* Ejercicio propuesto 1
Localiza en los registros cada línea que contenga la palabra "road" y cópiala. Se distingue entre mayúsculas y minúsculas.

#### Texto extraído

Lima, 15 de octubre de 2013.

sábado, 12 de octubre de 2013

Álvaro Mutis, el gaviero

En un mundo en que declararse demócrata es lo políticamente correcto, él prefería decir que era monárquico; en una época en que la pleitesía y el fetichismo del fútbol ha calado en todos los sectores sociales, él despotricaba de ese deporte inglés que ha devenido en un mero negocio. Porque así era Álvaro Mutis, ese excéntrico y anacrónico escritor colombiano, cuya muerte el pasado 22 de septiembre ha enlutado una vez más las letras y la cultura de Latinoamérica.
     Gran amigo de Gabriel García Márquez, a quién habría entregado, según cuenta la leyenda, Pedro Páramo, el emblemático libro de Rulfo, en una actitud de franco desafío, siendo probablemente el culpable, o uno de los culpables, del prodigio narrativo que permitió al hijo de Aracataca, aguijoneado por esa alevosa provocación, acometer la descomunal empresa de escribir Cien años de soledad, la novela de las novelas del siglo XX hispanoamericano.
     Poeta y novelista por igual, integraba, junto con el mismo García Márquez, Fernando Botero, Fernando Vallejo, William Ospina, Sergio Jaramillo y Héctor Abad Faciolince, la plana mayor de los embajadores ante el mundo del arte y la cultura del eufónico país de los cafetales y los vallenatos.
     Lector incansable y hedónico, degustador exquisito de la obra de Cervantes, a quien lee y admira por sobre todos los escritores que son y han sido. Ponía como único requisito para emprender la lectura de un libro, que éste no bajara de las 1200 páginas; ello explica sus recurrentes lecturas de En busca del tiempo perdido,  la interminable novela de Proust, que lo realizaba de un tirón, como quien vuelve a un espacio entrañable y extenso, lleno de gratificaciones y bienaventuranzas.

########
#### Registros proporcionados

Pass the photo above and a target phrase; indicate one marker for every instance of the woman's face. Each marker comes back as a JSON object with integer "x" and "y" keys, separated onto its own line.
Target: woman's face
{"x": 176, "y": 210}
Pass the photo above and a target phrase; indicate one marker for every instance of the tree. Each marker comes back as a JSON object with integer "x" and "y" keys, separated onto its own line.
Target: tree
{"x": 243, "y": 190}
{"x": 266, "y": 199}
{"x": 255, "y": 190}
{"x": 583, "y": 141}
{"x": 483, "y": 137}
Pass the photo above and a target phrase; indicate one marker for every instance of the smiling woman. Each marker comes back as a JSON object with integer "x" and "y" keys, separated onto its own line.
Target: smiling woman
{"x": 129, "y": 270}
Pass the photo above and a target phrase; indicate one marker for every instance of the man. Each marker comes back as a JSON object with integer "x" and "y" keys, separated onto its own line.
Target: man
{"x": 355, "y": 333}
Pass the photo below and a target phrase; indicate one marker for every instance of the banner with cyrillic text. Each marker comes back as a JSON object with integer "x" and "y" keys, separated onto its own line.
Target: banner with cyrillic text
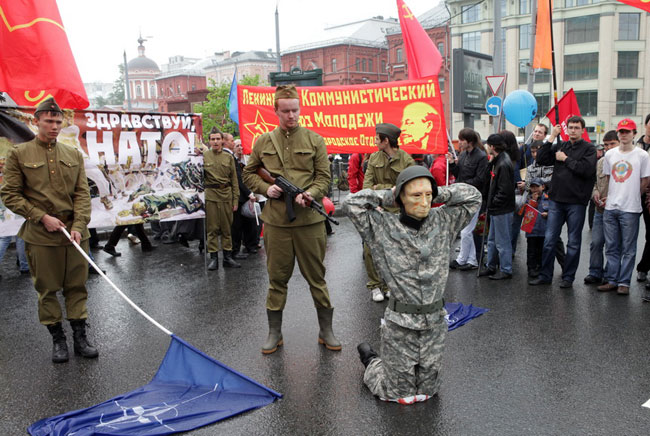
{"x": 346, "y": 116}
{"x": 140, "y": 166}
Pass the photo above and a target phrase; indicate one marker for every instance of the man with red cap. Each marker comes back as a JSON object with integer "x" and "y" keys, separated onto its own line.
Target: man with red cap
{"x": 628, "y": 170}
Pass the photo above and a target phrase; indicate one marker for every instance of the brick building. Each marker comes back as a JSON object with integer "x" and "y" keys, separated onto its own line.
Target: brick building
{"x": 349, "y": 54}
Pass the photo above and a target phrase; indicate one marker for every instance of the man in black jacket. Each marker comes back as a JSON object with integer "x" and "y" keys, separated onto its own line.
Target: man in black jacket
{"x": 500, "y": 206}
{"x": 574, "y": 175}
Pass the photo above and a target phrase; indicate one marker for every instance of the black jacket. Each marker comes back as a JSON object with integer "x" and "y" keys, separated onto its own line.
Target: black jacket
{"x": 573, "y": 180}
{"x": 500, "y": 180}
{"x": 471, "y": 168}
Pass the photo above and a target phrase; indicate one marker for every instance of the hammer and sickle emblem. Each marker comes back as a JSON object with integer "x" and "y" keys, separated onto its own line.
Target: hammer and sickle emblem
{"x": 408, "y": 14}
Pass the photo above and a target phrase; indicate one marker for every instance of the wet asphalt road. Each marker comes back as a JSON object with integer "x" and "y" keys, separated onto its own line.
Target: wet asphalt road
{"x": 543, "y": 361}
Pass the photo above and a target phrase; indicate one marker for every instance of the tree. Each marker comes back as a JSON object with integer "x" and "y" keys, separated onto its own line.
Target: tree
{"x": 215, "y": 108}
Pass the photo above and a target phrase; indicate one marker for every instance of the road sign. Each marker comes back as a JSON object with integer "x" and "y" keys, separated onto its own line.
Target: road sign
{"x": 493, "y": 106}
{"x": 495, "y": 82}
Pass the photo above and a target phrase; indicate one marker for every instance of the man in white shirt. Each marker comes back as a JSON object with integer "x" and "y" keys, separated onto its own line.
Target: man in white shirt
{"x": 628, "y": 170}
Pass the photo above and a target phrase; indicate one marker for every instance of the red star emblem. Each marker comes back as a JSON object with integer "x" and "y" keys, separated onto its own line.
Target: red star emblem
{"x": 259, "y": 126}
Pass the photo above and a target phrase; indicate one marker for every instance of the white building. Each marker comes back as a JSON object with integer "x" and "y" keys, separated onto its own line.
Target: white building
{"x": 600, "y": 51}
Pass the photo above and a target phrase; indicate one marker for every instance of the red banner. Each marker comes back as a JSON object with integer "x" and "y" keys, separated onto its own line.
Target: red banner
{"x": 36, "y": 61}
{"x": 567, "y": 107}
{"x": 346, "y": 116}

########

* Ejercicio propuesto 2
Escribe, por favor, la continuación del texto sobre Álvaro Mutis a partir de su última oración.

* Resultado esperado 1
Pass the photo above and a target phrase; indicate one marker for every instance of the wet asphalt road. Each marker comes back as a JSON object with integer "x" and "y" keys, separated onto its own line.
Target: wet asphalt road
Pass the photo above and a target phrase; indicate one marker for every instance of the road sign. Each marker comes back as a JSON object with integer "x" and "y" keys, separated onto its own line.
Target: road sign

* Resultado esperado 2
     No he tenido la oportunidad de conocer la obra de Mutis, lo cual me pesa; es una deuda que la tendré pendiente, para, a la primera ocasión, solazarme recorriendo sus páginas, que, estoy seguro, le depararán a mi espíritu nuevas riquezas y desconocidos tesoros. Mientras tanto, me conformo recordando las innumerables anécdotas de las que estuvo ahíta su vida, una trayectoria fecunda y vasta que ha atravesado casi todo un siglo y más.
     Recuerdo por ejemplo la vez aquella en que acudió a recibir el Premio Cervantes, era el año 2001, circunstancia en que Mutis leyó un breve pero hermoso discurso donde incluyó un bellísimo soneto de Borges titulado “Un soldado de Urbina”, el mejor retrato poético que se haya hecho del genial Manco de Lepanto. 
     Vivía en México desde hacía un número abundante de años, país al que llegó casi huyendo de la persecución judicial de una compañía a quien tuvo la feliz ocurrencia de sacarle la vuelta a favor de los superiores intereses del espíritu y la humanidad. Allí se hizo amigo de toda esa pléyade de grandes creadores que ha dado el siglo XX mexicano a la cultura universal, como Octavio Paz, Carlos Fuentes, Elena Poniatowska, José Emilio Pacheco y tantos otros, que compartieron con el colombiano los afanes y las búsquedas estéticas de una generación brillante y, sin duda, ya histórica.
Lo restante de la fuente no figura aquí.